[What you need to do]:
Starting with the line that holds "the white soccer", copy out each remaining line of the listing below, up to and including the last one, and include nothing else.

[Information shown]:

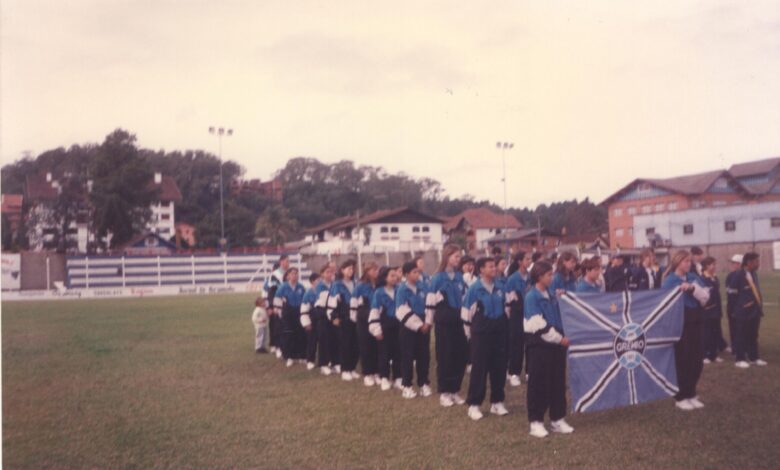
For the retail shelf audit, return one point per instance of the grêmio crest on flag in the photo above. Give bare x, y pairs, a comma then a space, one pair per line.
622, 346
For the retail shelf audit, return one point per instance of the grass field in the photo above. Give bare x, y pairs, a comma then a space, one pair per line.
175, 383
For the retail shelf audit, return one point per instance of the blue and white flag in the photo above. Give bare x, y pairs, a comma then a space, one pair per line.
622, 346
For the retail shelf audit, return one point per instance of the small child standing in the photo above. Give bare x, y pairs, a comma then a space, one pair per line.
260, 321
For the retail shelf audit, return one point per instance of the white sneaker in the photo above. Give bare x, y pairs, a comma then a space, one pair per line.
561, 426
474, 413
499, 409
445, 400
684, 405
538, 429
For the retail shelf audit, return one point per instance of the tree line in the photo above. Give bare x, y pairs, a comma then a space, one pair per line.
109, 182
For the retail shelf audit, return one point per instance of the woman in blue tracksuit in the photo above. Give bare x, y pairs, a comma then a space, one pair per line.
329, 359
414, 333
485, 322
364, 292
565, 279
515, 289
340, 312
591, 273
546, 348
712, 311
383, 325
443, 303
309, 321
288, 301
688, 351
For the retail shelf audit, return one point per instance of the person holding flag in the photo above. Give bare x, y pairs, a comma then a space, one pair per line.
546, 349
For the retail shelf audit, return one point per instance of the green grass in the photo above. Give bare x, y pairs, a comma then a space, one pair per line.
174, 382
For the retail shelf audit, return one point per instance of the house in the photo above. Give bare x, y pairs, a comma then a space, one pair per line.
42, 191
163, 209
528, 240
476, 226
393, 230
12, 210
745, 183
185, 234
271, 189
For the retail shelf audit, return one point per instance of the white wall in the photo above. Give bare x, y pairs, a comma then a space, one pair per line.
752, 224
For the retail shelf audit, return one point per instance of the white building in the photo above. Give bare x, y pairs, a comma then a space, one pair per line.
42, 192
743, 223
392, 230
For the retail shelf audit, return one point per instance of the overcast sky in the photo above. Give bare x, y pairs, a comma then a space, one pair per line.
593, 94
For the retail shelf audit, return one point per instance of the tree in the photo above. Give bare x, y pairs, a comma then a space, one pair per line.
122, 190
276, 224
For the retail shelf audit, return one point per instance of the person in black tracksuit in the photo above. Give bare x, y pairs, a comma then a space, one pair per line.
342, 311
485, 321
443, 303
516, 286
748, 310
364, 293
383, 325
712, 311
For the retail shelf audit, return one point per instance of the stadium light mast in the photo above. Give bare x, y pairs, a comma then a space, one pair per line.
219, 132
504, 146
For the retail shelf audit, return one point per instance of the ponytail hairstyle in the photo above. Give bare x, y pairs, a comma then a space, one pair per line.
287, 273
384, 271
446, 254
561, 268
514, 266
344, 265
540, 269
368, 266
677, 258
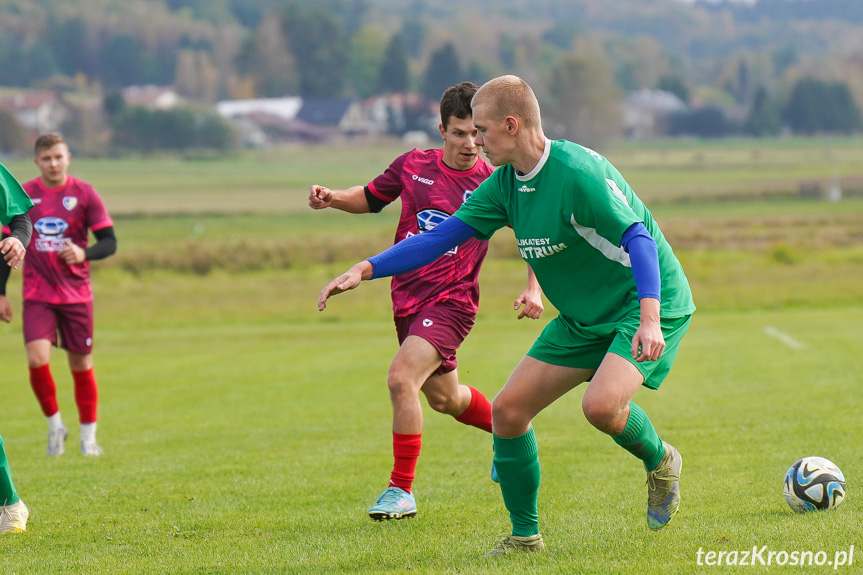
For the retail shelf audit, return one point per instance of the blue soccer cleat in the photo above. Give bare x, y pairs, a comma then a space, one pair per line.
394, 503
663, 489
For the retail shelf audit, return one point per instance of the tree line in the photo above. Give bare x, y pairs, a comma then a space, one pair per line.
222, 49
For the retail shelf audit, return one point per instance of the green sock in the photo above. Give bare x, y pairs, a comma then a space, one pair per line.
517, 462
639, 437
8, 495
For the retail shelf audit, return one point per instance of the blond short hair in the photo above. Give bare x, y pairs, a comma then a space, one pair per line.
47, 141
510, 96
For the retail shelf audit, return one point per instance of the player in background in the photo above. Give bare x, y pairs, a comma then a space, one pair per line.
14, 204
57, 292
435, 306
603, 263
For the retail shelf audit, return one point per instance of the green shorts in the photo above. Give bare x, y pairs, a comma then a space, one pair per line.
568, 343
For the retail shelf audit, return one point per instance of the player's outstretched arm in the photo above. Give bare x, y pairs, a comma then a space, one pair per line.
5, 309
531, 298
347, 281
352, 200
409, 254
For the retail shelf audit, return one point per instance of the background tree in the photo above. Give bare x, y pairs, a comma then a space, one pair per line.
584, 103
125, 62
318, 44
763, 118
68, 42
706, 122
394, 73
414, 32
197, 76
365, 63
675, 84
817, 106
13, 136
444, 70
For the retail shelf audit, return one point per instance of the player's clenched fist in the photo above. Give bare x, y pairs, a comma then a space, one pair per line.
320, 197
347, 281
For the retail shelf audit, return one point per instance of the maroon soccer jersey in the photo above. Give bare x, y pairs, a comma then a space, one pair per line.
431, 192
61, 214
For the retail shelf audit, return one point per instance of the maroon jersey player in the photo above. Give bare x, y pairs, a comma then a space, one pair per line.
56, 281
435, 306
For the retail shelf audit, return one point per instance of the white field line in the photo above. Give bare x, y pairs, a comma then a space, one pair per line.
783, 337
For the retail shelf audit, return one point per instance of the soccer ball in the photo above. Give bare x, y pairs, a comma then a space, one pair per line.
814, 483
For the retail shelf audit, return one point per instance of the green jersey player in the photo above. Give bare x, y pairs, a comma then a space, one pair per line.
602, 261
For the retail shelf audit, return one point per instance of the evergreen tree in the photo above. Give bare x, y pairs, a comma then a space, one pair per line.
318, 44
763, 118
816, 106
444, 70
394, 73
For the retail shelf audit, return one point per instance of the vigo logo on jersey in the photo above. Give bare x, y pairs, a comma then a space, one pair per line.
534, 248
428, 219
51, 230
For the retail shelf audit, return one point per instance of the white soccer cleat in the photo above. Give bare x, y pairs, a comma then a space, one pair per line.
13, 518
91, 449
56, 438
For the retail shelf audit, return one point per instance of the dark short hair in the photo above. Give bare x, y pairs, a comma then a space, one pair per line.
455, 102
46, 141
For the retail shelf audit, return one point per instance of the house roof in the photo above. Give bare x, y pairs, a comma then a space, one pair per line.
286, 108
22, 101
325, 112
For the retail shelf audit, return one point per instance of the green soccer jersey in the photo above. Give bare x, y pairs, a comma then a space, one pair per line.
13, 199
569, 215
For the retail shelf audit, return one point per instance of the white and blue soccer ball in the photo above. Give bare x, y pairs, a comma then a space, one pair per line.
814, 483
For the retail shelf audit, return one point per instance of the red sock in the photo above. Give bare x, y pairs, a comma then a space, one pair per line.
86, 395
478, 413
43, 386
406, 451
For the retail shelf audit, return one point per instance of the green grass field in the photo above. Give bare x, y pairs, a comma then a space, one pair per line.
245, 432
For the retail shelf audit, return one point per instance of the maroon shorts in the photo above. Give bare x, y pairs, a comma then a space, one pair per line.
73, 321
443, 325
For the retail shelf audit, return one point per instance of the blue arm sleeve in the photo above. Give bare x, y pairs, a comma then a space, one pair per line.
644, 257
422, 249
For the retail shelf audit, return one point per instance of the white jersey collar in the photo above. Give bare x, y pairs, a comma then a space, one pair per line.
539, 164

[Final answer]:
For the retail shelf audit, return one point per instance of the white soccer cleat in the photo above. Give bare x, y pairs, a comma then a space, one pair per line.
13, 518
91, 449
56, 438
For the retail shelf audit, return one point per instance of the dark short hair in the photo above. Give bare x, y pairs, a comma then a space, one pair per line.
455, 102
46, 141
For the retail shelf audit, return one point per instance of the house roof in the photo above. Give bare x, y pairs, a comma then a space, one pair per line.
286, 108
22, 101
325, 112
For the retail shelf audit, return one point per instance of the green soccer jersey in the photo above. Give bare x, y pairs, a comma then a space, one pair per line.
13, 199
569, 215
For the retail shelf audit, return one point per instance of the white and blue soccer ball in the photo above. Give bare x, y pairs, a comma then a space, one pair per line.
814, 483
For the retail shelf audit, return one point per instance of the red sock in the photo above. Give bare x, y pairs, a comma then a space, one pair per line.
86, 395
478, 413
43, 386
406, 451
For the retail shelf audit, return one point per instance of the green grass field in the photo above. Give bare x, y pairs, a comma then a space, one pair per line.
245, 432
For the retail shelf audit, return one point per instance of the maroon shorts in the photo above. Give bare x, y pairs, a comma then a space, one pair per line.
73, 321
443, 325
For the retail shelf audit, return one point per instance of the blue arm sleeve in the photo above. Give bare x, y pairs, a comma then a space, one pair per line.
644, 257
422, 249
For the retail shelf audit, return one point per instance of the white jersey collar in the photo above. Give bare x, y pairs, a comma then a space, one pair per line.
539, 164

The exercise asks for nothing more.